What you need to do: Copy out the entries from the line containing "Objective — one dot per instance of the wooden ladder" through the line containing "[[570, 146], [297, 211], [35, 176], [473, 149], [223, 144]]", requests included, and shift every coordinate in the answers by adding 63 to it.

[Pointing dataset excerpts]
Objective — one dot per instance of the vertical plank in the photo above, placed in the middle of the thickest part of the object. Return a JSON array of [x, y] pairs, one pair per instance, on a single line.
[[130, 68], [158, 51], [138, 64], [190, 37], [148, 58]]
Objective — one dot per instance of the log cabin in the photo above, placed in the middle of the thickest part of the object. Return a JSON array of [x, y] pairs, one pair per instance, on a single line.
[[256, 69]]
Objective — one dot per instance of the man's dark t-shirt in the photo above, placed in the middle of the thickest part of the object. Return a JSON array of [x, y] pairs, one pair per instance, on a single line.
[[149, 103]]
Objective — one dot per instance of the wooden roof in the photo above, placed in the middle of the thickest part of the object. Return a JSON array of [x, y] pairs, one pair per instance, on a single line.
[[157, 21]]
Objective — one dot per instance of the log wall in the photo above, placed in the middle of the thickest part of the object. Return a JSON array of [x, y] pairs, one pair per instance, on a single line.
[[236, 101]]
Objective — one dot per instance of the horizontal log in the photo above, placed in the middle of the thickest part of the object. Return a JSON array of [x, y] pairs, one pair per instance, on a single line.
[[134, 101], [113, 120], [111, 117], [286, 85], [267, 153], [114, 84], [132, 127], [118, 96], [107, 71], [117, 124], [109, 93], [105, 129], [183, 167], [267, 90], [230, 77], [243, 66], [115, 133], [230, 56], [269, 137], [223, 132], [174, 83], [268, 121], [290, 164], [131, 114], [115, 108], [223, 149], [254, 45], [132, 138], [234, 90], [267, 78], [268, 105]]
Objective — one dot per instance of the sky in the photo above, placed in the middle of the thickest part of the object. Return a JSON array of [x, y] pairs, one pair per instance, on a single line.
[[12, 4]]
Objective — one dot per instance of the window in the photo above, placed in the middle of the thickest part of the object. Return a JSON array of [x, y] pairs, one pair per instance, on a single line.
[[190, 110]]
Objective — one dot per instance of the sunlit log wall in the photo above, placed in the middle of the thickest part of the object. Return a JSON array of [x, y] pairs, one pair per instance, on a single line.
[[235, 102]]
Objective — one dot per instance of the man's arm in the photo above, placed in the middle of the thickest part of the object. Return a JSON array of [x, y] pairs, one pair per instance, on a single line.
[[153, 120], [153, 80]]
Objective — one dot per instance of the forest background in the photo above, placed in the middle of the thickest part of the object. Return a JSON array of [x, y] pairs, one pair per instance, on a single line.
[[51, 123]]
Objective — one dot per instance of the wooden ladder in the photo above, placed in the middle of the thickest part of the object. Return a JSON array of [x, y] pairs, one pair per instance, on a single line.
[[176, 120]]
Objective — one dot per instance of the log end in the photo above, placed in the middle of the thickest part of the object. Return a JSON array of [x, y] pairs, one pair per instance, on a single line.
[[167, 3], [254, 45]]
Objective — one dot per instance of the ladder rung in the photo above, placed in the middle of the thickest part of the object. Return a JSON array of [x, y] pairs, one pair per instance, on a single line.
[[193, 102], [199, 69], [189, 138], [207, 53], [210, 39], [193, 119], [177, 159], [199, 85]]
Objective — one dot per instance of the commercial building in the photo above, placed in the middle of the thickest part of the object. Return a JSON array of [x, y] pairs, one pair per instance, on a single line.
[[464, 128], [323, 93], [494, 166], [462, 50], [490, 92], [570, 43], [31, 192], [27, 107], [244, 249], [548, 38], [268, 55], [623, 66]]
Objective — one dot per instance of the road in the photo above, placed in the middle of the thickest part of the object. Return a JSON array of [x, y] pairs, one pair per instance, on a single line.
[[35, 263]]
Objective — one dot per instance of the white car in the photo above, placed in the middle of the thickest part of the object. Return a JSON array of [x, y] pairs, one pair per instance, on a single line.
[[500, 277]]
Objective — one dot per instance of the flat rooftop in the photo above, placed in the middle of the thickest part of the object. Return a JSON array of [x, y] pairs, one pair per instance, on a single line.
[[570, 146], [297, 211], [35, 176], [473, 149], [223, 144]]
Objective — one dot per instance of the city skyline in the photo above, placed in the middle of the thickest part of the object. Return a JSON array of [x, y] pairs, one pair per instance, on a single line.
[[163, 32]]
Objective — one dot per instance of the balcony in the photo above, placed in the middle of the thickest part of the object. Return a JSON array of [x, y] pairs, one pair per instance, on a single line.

Output:
Objective — one dot per instance of the wooden ladder in the photo above, placed in the middle of the thickest part of the object. Return a JSON array of [x, y] pairs, one pair per instance, on a single line.
[[239, 183]]
Objective — one dot per instance of the log end in the photo above, placed in the middle of the thickest part of the object. Return a JSON array of [x, y] pairs, one pair per instance, on a single line.
[[230, 66], [317, 108]]
Objective — one dot per instance of the ladder rung in the photo above, placed in the middle of the thickest part of the object. Return a JSON array of [x, y] pairs, one pair per instance, on a single line.
[[256, 165], [262, 132], [252, 201], [270, 116], [273, 102], [256, 182], [240, 222], [262, 148]]
Objective — one dot per instance of the commercial building in the photo above, placed in the middle of the thickest part of the object. Return a JSON array of [x, y] pairs, one pair per instance, on a single line.
[[527, 191], [386, 156], [557, 229], [525, 113], [553, 155], [633, 106], [94, 255], [90, 170], [307, 312], [611, 101], [331, 118], [686, 129]]
Objective — one dot per instance of the road in the photo above, placed in the middle of the thickest part of the object. Return a JSON array of [x, y] pairs, one pair per instance, on a single line.
[[98, 326]]
Objective — one dot per instance of the white car in the photo above, placed in the middle of the thickest part of the object. Return a JSON array of [x, y] pairs, one pair per instance, on a single line.
[[563, 340]]
Objective — one dot per instance of the flat rooftop in the photo above, placed in the middle of the thickest part of the object. Return a JSON array of [x, y] pairs, one pair per instance, on a single line.
[[633, 209], [360, 274], [98, 239], [536, 212], [286, 207]]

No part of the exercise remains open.